» **TRY IT**
Please answer these questions from the piece on Spirit Airlines' shutdown:
(a) On what date did Spirit Airlines cease all operations?
(b) How many employees lost their jobs?
(c) What was Spirit's motto?

» **PROVIDED PASSAGE**
Spirit Airlines Is Gone. I’ve Been Saying This Would Happen for Years.
The Brutal Lesson Every Business Leader Needs to Learn From the Airline That Bet Everything on Cheap — and Lost
I’m Not Going to Pretend I’m Surprised
Spirit Airlines ceased all operations on May 2, 2026. Seventeen thousand employees lost their jobs overnight. Thousands of passengers were stranded mid-trip with no customer service to call, no rebooking assistance, and a website that simply said the airline was gone. As CNN reported, it was the first shutdown of a significant U.S. airline since the September 11 attacks — and it happened at 3 a.m. on a Saturday with no warning to the thousands of people who had flights booked that morning.
I am genuinely sorry for the employees who lost their livelihoods. They deserved better from the organization they worked for. And I have real sympathy for the passengers left stranded — including people traveling for medical appointments, weddings, and family emergencies who found out at the airport that there was, as Transportation Secretary Sean Duffy put it, “no one here to assist you.”
But I have to be honest: I am not surprised this happened. I have been using Spirit Airlines as a cautionary tale in my keynotes and consulting work for years. And the lesson I have always drawn from them — the one that is now written in 17,000 job losses and tens of thousands of stranded passengers — is one of the most important lessons in all of business:
You cannot build a sustainable business on price alone. And if your service is bad enough, you cannot even compete on price.
What Spirit Actually Built — and Why It Was Never Going to Work
Spirit’s model was straightforward: strip out everything, charge the lowest base fare, and make it up on fees. Bags, seat selection, water on the plane — everything extra cost money. Their motto was literally “Less Money. More Go.” Their internal language called customers “Guests,” which would have been touching if the experience had ever resembled actual hospitality.

» **DATA TO EXAMINE**
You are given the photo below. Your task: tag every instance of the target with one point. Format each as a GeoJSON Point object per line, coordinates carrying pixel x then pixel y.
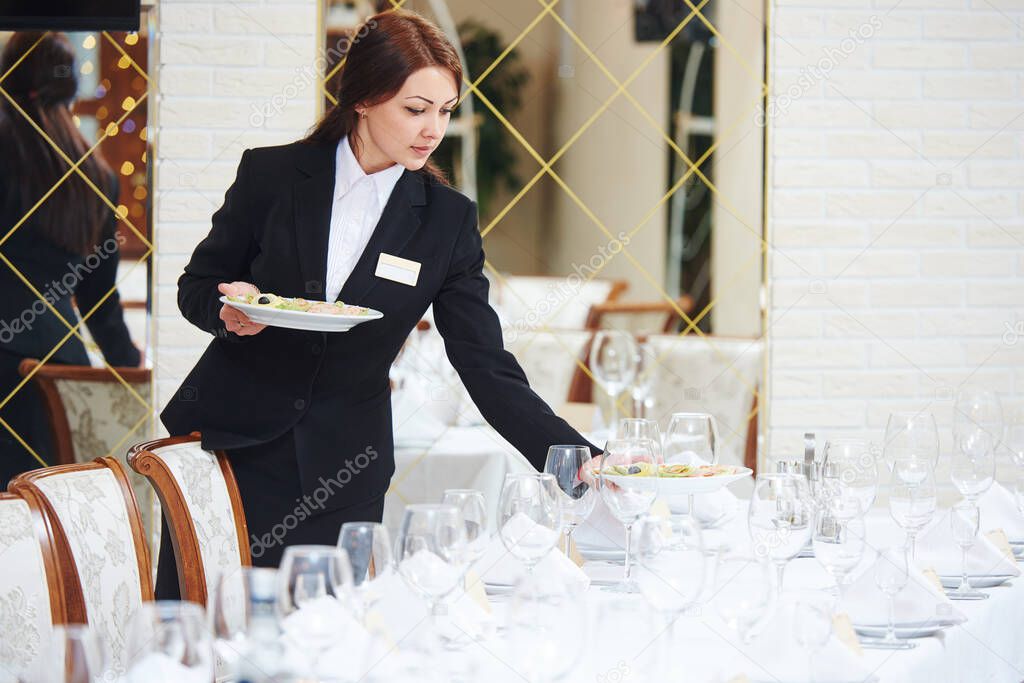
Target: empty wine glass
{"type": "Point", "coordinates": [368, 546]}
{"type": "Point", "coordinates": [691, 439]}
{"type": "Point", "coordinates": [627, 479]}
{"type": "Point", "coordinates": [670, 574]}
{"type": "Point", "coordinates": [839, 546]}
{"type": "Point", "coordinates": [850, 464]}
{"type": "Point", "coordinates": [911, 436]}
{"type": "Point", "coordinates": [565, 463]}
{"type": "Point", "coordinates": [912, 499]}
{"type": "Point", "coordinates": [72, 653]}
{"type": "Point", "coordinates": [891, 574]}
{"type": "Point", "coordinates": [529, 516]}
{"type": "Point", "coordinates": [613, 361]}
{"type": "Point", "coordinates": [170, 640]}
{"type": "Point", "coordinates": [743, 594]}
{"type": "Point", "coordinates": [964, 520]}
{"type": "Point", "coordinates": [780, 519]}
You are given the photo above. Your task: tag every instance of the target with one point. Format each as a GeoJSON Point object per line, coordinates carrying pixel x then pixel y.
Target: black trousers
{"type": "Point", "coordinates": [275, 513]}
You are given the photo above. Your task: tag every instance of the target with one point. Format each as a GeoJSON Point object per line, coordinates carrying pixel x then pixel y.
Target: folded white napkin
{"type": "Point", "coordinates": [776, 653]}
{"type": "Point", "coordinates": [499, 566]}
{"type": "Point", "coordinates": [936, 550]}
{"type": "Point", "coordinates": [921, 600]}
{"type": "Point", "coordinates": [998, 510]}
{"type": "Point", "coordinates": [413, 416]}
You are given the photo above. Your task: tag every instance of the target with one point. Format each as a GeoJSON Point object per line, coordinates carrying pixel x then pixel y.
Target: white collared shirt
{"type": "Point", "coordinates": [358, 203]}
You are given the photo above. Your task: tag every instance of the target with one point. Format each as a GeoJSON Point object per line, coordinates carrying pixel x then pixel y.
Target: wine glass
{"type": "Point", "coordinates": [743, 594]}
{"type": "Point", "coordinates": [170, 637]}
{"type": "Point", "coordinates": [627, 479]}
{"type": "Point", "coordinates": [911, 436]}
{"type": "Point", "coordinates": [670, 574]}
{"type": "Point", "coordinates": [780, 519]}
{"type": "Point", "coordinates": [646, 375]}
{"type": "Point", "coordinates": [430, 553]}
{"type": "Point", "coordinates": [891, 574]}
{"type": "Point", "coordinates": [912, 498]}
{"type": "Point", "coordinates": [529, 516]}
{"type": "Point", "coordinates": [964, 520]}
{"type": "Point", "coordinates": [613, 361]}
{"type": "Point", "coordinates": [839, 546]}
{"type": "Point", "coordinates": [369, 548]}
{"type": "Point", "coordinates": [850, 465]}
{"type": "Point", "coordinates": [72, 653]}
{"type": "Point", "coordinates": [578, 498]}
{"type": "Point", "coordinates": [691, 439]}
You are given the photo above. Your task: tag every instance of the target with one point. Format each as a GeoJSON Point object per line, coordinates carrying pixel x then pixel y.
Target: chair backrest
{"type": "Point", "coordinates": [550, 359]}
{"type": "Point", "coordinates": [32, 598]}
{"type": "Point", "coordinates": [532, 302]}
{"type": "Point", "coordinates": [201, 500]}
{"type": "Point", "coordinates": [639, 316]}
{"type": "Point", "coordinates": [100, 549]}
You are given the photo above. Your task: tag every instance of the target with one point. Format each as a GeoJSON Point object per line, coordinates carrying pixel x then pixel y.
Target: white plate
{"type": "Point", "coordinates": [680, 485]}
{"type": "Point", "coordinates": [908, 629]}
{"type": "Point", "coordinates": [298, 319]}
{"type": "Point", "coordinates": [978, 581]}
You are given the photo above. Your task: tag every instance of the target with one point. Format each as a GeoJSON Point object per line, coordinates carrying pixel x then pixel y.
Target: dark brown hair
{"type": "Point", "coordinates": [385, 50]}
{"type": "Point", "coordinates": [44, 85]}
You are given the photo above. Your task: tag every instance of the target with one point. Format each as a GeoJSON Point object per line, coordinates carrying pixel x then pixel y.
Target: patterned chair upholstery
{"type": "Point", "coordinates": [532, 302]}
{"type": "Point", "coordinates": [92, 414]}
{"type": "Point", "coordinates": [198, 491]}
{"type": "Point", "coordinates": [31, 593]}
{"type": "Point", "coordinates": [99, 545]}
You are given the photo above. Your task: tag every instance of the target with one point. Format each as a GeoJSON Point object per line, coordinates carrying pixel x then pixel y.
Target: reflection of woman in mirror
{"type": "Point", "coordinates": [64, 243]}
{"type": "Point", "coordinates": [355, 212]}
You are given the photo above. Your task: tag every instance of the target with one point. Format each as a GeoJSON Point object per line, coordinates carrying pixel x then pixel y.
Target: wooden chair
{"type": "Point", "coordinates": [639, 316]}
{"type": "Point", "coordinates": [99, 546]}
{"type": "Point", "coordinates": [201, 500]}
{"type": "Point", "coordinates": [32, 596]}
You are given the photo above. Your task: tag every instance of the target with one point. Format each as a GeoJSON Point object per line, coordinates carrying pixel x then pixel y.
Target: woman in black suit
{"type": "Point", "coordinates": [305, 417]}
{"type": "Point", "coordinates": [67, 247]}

» **ANSWER BELOW**
(a) May 2, 2026
(b) Seventeen thousand (17,000)
(c) "Less Money. More Go."